### Materials provided
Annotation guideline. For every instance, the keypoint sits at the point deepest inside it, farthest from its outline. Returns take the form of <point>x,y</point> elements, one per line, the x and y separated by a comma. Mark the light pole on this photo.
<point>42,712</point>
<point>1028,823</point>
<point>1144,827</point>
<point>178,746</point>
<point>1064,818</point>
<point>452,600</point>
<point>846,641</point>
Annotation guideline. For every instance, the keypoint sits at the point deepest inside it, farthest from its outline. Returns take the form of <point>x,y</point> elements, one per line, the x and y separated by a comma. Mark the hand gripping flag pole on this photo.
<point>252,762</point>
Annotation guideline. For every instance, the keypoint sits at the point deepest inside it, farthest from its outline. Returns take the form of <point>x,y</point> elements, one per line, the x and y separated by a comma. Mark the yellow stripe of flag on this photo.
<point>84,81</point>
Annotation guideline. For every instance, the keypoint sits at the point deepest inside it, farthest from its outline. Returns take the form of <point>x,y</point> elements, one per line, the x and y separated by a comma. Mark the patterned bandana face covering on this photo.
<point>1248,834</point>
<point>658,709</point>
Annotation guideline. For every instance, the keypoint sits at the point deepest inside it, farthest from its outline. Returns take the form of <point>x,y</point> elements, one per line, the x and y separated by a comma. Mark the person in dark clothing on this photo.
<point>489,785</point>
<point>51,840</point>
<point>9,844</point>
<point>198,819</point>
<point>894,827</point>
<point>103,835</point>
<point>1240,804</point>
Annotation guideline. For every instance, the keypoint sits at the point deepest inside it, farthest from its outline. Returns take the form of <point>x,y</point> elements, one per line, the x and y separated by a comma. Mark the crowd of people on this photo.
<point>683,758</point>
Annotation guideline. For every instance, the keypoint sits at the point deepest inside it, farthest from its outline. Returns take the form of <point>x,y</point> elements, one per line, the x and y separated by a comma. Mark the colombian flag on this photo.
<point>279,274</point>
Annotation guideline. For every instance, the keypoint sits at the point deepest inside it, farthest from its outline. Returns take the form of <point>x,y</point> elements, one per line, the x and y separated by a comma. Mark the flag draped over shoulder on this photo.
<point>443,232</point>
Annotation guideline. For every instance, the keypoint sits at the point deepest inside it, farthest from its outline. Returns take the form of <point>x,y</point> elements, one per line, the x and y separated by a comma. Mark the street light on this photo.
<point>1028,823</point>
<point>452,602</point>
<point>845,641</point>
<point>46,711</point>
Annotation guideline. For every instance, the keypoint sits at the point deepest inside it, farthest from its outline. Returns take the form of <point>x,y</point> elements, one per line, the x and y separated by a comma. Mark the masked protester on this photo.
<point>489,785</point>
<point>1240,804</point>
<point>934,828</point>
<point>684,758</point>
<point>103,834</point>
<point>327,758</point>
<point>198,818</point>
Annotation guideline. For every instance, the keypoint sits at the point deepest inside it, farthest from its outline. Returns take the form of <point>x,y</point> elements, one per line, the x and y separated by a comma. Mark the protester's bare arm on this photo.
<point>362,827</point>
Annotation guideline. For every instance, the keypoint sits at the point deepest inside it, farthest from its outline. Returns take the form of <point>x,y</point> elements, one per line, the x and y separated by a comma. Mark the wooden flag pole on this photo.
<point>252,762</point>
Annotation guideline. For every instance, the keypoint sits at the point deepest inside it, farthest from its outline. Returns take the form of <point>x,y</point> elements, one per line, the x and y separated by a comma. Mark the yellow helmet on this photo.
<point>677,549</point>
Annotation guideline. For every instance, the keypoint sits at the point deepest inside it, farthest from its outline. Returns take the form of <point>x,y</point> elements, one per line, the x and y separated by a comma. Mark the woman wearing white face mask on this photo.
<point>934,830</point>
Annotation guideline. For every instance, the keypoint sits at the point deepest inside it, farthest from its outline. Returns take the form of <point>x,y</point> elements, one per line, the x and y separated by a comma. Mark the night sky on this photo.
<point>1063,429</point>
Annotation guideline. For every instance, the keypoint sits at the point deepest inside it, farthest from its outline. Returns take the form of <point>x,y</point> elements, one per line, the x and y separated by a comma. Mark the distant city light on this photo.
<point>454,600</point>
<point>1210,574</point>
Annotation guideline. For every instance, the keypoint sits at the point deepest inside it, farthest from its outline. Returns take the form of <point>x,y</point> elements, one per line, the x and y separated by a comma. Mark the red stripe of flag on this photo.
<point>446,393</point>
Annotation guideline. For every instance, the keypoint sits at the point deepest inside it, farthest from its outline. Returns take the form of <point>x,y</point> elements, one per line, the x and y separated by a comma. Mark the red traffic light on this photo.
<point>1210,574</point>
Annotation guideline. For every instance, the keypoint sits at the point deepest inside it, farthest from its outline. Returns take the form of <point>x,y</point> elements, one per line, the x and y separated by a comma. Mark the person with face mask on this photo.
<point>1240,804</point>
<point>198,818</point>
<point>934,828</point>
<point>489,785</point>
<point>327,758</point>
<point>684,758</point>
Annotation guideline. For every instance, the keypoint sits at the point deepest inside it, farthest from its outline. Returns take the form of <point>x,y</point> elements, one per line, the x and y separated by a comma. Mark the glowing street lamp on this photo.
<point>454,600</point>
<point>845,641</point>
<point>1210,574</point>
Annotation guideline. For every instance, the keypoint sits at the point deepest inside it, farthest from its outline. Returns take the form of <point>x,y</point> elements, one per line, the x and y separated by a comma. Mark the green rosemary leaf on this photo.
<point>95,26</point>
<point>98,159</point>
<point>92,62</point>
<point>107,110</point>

### Exercise details
An exact reproduction of the listing is required, covering every entry.

### Expected output
Annotation guideline. For every instance, the keypoint sits at the point deepest inside it, farthest from its outline. Returns take the form of <point>x,y</point> elements, one per line, the x and y separated by a comma. Mark the light pole on this photo.
<point>42,712</point>
<point>1028,823</point>
<point>1144,827</point>
<point>178,746</point>
<point>1064,818</point>
<point>452,600</point>
<point>846,641</point>
Annotation guideline. For every instance, the keypoint sits at the point deepest inside it, farthest from its outline. Returns take the form of <point>x,y</point> elements, one per line, the x and y separated by a comma. Mark the hand gripping flag pole on this photo.
<point>252,762</point>
Annotation guideline. For every instance, the keypoint sits at the point deepest inside it, farthest from its outline. Returns take the form of <point>x,y</point> elements, one per line, the x and y separated by a comma. Mark the yellow stripe of flag on this photo.
<point>84,81</point>
Annotation guideline. For every instance, the keypoint sits at the point deepest inside it, farthest from its outline. Returns take the form of <point>x,y</point> elements, one per line, the x and y separated by a comma. Mark the patterned bandana face covering on this photo.
<point>1248,834</point>
<point>658,709</point>
Annotation guideline. For every instance, the keypoint sits at the point deepest inside it, farthest from its outline. Returns take the form of <point>x,y</point> elements, one per line, the x and y separated by a comma. Mark the person in dark clothing on this photo.
<point>489,785</point>
<point>51,840</point>
<point>9,844</point>
<point>198,819</point>
<point>894,827</point>
<point>103,835</point>
<point>1240,804</point>
Annotation guideline. For every instance, the keypoint sits at the point deepest inside it, farthest from its outline. Returns take the form of <point>x,y</point> elements, one per line, the x and y separated by a comma. Mark the crowd of people on this photo.
<point>683,758</point>
Annotation guideline. For every instance, the keypoint sits at the point deepest inside it, farthest from its outline. Returns take the form of <point>x,y</point> elements, one per line, the x and y separated by a comma. Mark the colombian flag on this photo.
<point>279,274</point>
Annotation guideline. For every instance, the keypoint sits at the point deepest inside it, farthest from its outline. Returns take the form of <point>x,y</point> elements, one per line, the x and y separated by a comma. Mark the flag draped over shoulder on this photo.
<point>443,232</point>
Annotation guideline. For every instance, the keypoint sits at the point deepest inside it, farthest from its outline. Returns take the form of <point>x,y</point> elements, one per line, the x and y separated by a comma. Mark the street light on this photo.
<point>1028,823</point>
<point>452,602</point>
<point>845,641</point>
<point>46,711</point>
Annotation guideline. For every instance, the keypoint sits at the point deepest inside it, farthest from its outline. Returns take the form of <point>x,y</point> elements, one per line, the x and y separated by a comma. Mark the masked protester on this photo.
<point>489,785</point>
<point>1240,804</point>
<point>934,828</point>
<point>684,758</point>
<point>103,834</point>
<point>327,758</point>
<point>198,818</point>
Annotation guideline. For every instance, the keypoint sits at the point deepest inside it, farthest from its outline. Returns take the form of <point>x,y</point> elements, one per line, the x and y separated by a comma. Mark the protester's bare arm on this photo.
<point>362,827</point>
Annotation guideline. For every instance, the keypoint sits at the point deepest inside it, farthest from its outline. Returns take the form of <point>x,y</point> elements, one per line, the x and y separated by a comma. Mark the wooden flag pole on this photo.
<point>252,762</point>
Annotation guideline. For every instance, the keypoint sits at the point deepest inside it, farthest from its outline. Returns take the form of <point>x,y</point> elements, one per line, the x and y separated by a comma. Mark the yellow helmet on this photo.
<point>677,549</point>
Annotation guideline. For every instance, the keypoint sits at the point deepest inside it, farthest from its outline. Returns take the form of <point>x,y</point> elements, one per line, the x and y separated by a comma. Mark the woman wearing white face mask on this photo.
<point>934,830</point>
Annotation guideline. For every instance, the keypoint sits at the point deepest inside it, farthest from its outline. Returns take the form of <point>x,y</point> elements, one per line, the x and y separated by a comma. Mark the night sky on this photo.
<point>1063,429</point>
Annotation guideline. For every instance, the keypoint sits at the point deepest inside it, farthest from its outline. Returns take the form of <point>x,y</point> elements, one per line, the x and y separated by a comma. Mark the distant city light on this photo.
<point>454,600</point>
<point>1210,574</point>
Annotation guideline. For every instance, the keypoint sits at the point deepest inside it, farthest from its outline. Returns take the form of <point>x,y</point> elements, one per line, the x and y separated by a comma. Mark the red stripe of flag on this photo.
<point>446,393</point>
Annotation guideline. For every instance, the keypoint sits at the point deepest inside it, farthest from its outline. Returns take the form of <point>x,y</point> elements, one per line, the x and y separated by a comma. Mark the red traffic light on this photo.
<point>1210,574</point>
Annotation guideline. For every instance, the keypoint sits at the point deepest inside it, farthest from its outline. Returns take the form of <point>x,y</point> elements, one per line, the x and y separated by a comma. Mark the person with face mask on this photo.
<point>1240,804</point>
<point>198,818</point>
<point>934,828</point>
<point>489,785</point>
<point>327,758</point>
<point>684,758</point>
Annotation guideline. For every instance, the keypoint sits at the point deepest inside it, farthest from its outline. Returns take the form of <point>x,y</point> elements, one per line, the x and y separated by a comma. Mark the glowing street lamp on this photo.
<point>454,600</point>
<point>845,641</point>
<point>1210,574</point>
Annotation guideline. For every instance, the keypoint sits at the point deepest inside it, farthest from its outline. Returns take the form of <point>x,y</point> elements, one per line, the x and y separated by a comma. Mark the green rosemary leaf on this photo.
<point>95,26</point>
<point>98,159</point>
<point>92,62</point>
<point>107,110</point>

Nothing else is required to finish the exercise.